### MATERIALE DELL'ESERCIZIO
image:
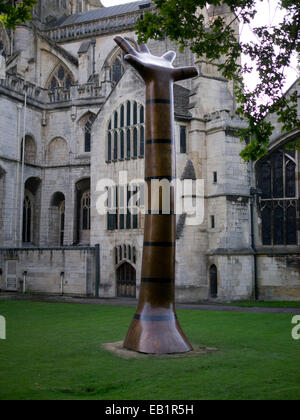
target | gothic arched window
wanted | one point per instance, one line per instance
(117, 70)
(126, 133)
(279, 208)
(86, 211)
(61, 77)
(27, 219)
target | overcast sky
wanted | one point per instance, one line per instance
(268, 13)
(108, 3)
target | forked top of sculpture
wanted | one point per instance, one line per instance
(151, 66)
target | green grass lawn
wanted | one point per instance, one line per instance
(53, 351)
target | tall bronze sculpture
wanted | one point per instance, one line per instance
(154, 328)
* * *
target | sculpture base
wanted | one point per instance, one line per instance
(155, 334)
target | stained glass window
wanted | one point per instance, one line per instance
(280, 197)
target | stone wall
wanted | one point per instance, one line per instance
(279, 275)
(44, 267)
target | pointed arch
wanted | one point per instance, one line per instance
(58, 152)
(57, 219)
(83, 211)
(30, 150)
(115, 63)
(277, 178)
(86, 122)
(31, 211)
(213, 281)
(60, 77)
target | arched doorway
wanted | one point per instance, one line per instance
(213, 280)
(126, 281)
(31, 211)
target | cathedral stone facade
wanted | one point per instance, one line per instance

### CONSEGNA
Individua nei record tutte le righe in cui compare la parola "target" e ricopiale. Maiuscole e minuscole contano.

### RISULTATO
target | gothic arched window
target | overcast sky
target | forked top of sculpture
target | green grass lawn
target | tall bronze sculpture
target | sculpture base
target | stained glass window
target | stone wall
target | pointed arch
target | arched doorway
target | cathedral stone facade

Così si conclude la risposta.